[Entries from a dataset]
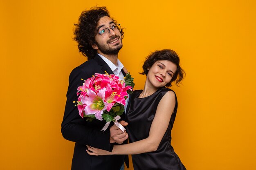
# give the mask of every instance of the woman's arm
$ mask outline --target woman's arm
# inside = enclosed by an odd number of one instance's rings
[[[169,91],[163,97],[157,106],[148,137],[125,145],[115,145],[112,152],[88,146],[90,150],[87,151],[88,153],[91,155],[134,155],[156,150],[167,129],[175,106],[175,94],[173,91]]]

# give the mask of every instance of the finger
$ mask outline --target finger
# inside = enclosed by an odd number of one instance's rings
[[[88,145],[86,145],[86,146],[87,146],[87,148],[88,148],[88,150],[90,151],[92,151],[92,152],[94,152],[94,148],[93,147],[92,147],[92,146],[90,146]]]
[[[117,126],[117,125],[114,124],[112,126],[110,127],[110,130],[117,130],[119,129],[119,128]]]
[[[113,138],[116,141],[123,141],[127,139],[128,137],[128,134],[126,132],[125,133],[123,133],[121,134],[114,137]]]
[[[89,150],[88,150],[87,149],[86,149],[86,152],[87,152],[87,153],[88,153],[88,154],[90,155],[96,155],[96,155],[96,154],[95,154],[94,152],[91,152],[90,151],[89,151]]]

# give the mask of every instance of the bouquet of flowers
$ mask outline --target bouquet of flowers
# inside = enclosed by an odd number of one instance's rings
[[[96,73],[86,80],[82,79],[84,82],[77,88],[78,101],[74,102],[77,103],[75,106],[80,115],[87,117],[86,121],[104,119],[107,123],[101,130],[107,129],[113,121],[124,131],[124,128],[117,120],[124,111],[128,94],[132,93],[134,86],[133,78],[129,73],[124,78],[125,80],[120,80],[119,77],[106,72],[105,74]]]

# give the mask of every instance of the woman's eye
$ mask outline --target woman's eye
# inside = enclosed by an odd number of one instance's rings
[[[171,74],[171,73],[168,73],[168,75],[169,75],[169,76],[170,76],[171,77],[172,77],[172,76],[173,76],[173,75],[172,75],[172,74]]]

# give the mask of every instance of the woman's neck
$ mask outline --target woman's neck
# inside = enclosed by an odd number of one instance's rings
[[[148,86],[146,81],[144,85],[144,88],[141,93],[139,95],[139,98],[144,98],[149,96],[155,92],[158,88],[153,88]]]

**Given exercise:**
Present every line of the entries above as a Markdown table with two columns, Row and Line: number each row and skip blank lines. Leave the pictures out of the answer.

**Worked answer:**
| Row | Line |
|---|---|
| 1 | # give the mask of every instance of the woman's arm |
| 2 | $ mask outline --target woman's arm |
| 3 | # inside = enclosed by an odd number of one instance's rings |
| 4 | [[[169,91],[163,97],[157,106],[148,137],[125,145],[115,145],[112,152],[88,146],[90,150],[87,151],[88,153],[91,155],[134,155],[156,150],[167,129],[175,106],[175,94],[173,91]]] |
| 5 | # give the mask of every instance of the finger |
| 6 | $ mask outline --target finger |
| 7 | # inside = enclosed by an odd number of one instance's rings |
| 8 | [[[88,145],[86,145],[86,146],[87,146],[87,148],[88,148],[88,150],[90,151],[92,151],[92,152],[94,152],[94,148],[93,147],[92,147],[92,146],[90,146]]] |
| 9 | [[[117,126],[117,125],[114,124],[112,126],[110,127],[110,130],[117,130],[119,129],[119,128]]] |
| 10 | [[[113,138],[116,141],[123,141],[127,139],[128,137],[128,134],[126,132],[125,133],[123,133],[121,134],[114,137]]] |
| 11 | [[[89,150],[88,150],[87,149],[86,149],[86,152],[87,152],[87,153],[88,153],[88,154],[90,155],[96,155],[96,155],[96,154],[95,154],[94,152],[91,152],[90,151],[89,151]]] |
| 12 | # give the mask of every instance of the bouquet of flowers |
| 13 | $ mask outline --target bouquet of flowers |
| 14 | # inside = enclosed by an odd number of one instance's rings |
| 15 | [[[96,73],[86,80],[82,79],[84,82],[77,88],[78,101],[74,102],[77,103],[75,106],[80,115],[87,117],[86,121],[104,119],[107,123],[101,130],[107,129],[113,121],[124,131],[124,128],[117,120],[124,111],[128,94],[132,93],[134,86],[133,78],[129,73],[124,78],[125,80],[120,80],[119,77],[106,72],[105,74]]] |
| 16 | # give the mask of every instance of the woman's eye |
| 17 | $ mask outline --target woman's eye |
| 18 | # inside = enclosed by an odd number of one instance's rings |
| 19 | [[[171,74],[171,73],[168,73],[168,75],[169,75],[169,76],[170,76],[171,77],[172,77],[172,76],[173,76],[173,75],[172,75],[172,74]]] |
| 20 | # give the mask of every instance of the woman's neck |
| 21 | $ mask outline --target woman's neck |
| 22 | # inside = enclosed by an odd number of one instance's rings |
| 23 | [[[148,86],[146,81],[144,85],[144,88],[141,93],[139,95],[139,98],[144,98],[149,96],[155,92],[158,88],[153,88]]] |